Provided text:
# # # # # # #

The American Road Trip – Part 9

Eventually all good things come to an end and the adventure is over and we arrive in Portland, Oregon for the last race, but not before dinner at Hooters and a walk around town to see what’s going on. As it turns out it has more homeless drug addicts than I’ve never seen before.

So the journey ends here and it’s been a brilliant and eye opening experience as I mentioned earlier the team was badly managed but having spoken to others in motor sport since who have told me it’s better at other places but not by much so I’ve concluded that Motorsport definitely isn’t for me.

I’d like to say thank you to Dave Nickalls who I shared a truck with and who I have known for a few years now. We had a chance meeting 4 years ago in a German autohof, when he worked for Red Bull Racing. Dave has become a friend and worked for me driving my trucks a few times. Dave was also the one who invited me out to America and gave me the opportunity to take part in this trip.

The American Road Trip – Part 8

Once the race is over and the trucks loaded it’s the last drive the big one! 2050 miles in two and a half days. I haven’t written much about the actual driving yet so here it goes, how I see it. 

Most of the roads are straight flat and there isn’t much to look at so it’s necessary for the trucks to be able to do the same speed as cars as 56mph would be torture. The drawback is that it’s a lot more tiring as your always on it, trying to pass some or being held up by someone albeit not much as the car drivers in America get a move on as well unlike home! You’re not likely to encounter many people dawdling along in the middle lane at 50mph and if you do there doesn’t seem to be any rule against just undertaking them. In most places you can just use lane 3 in a truck anyway. As a result after 11 hours (which you can do every day of the week!) driving you do feel properly f**ked you can see why some drivers here feel to use amphetamines to stay awake when driving. As for the speed it work’s for the reasons mentioned and because of how the trucks are designed with the double drive bogies and axles on the back end of the trailers, they are surprisingly stable when tanking along at 75mph or even 92mph which I reached (accidentally honest) at one point.

# # # # # # #

Data for analysis:

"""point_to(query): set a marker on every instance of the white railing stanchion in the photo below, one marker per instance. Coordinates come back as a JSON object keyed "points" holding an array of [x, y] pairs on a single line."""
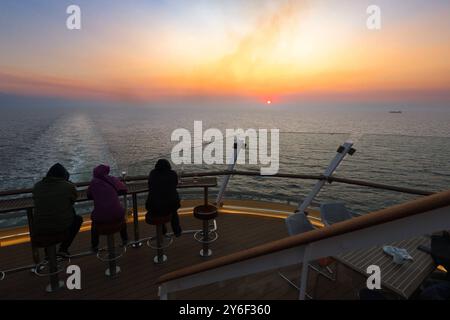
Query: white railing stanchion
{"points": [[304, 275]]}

# # # # # # #

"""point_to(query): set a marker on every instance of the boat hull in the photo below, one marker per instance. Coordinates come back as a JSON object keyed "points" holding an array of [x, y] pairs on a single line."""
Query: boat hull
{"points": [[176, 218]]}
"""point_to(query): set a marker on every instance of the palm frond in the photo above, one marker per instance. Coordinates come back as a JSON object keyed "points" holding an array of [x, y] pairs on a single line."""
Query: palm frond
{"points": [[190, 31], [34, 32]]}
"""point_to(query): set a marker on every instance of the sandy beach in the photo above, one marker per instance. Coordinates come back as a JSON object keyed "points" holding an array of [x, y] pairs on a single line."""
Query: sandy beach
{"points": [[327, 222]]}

# # # # # # #

Please carry on the American road trip account, picking up right after its final sentence.

Task result:
The cabs are brilliant to be honest. I think what we had was technically a fleet spec motor but still better than anything we have in Europe, the space is awesome and so comfortable it’s like driving around in a studio flat. The Freightliner itself is a nice truck, we never found out the horsepower of the trucks as it’s not written on the side of the motor or on the engines. The Detroit engine pulled well still doing 50mph loaded at 36 ton up some big hills easily as steep as Bourge-en-Bresse and as I said before they have the Merc gearbox working better than Mercedes do!

The last 4 hours of the drive are the best by far. We travel on the I84 which runs along the Columbia river and runs side by side a train track the views are stunning. It is up there with the best roads I’ve ever driven. The freight trains you run alongside are incredible we counted one to be 90 carriages long at least 1.5 miles but more likely 2 miles long!!

The American Road Trip – Part 7

The next day at the track we get our duties over with a lot quicker than we’d like, then go for a walk to see the sights. As you can imagine with the size of an Indy Car event, there are loads and loads of different trucks and vehicles. Race teams the world over use high spec, top quality trucks and Indy Car is of course no different, some may even say these are better than the rest! Big trucks, big paint jobs but still a few oddments. Just when you think you have seen an amazing cross section of US trucks, you come across a Ford Cargo!

The day cabbed Ford Cargo may be a rarity but not unique. What I am sure is unique in North America is a fully liveried in Liverpool Football Club colors, Volvo VN. Soccerball is not my sport, but some of your are football crazy, so if you move to the United States and want to personalize your truck…….well, paint it red and add some famous Scouse names and phrases and Robert is your mothers brother!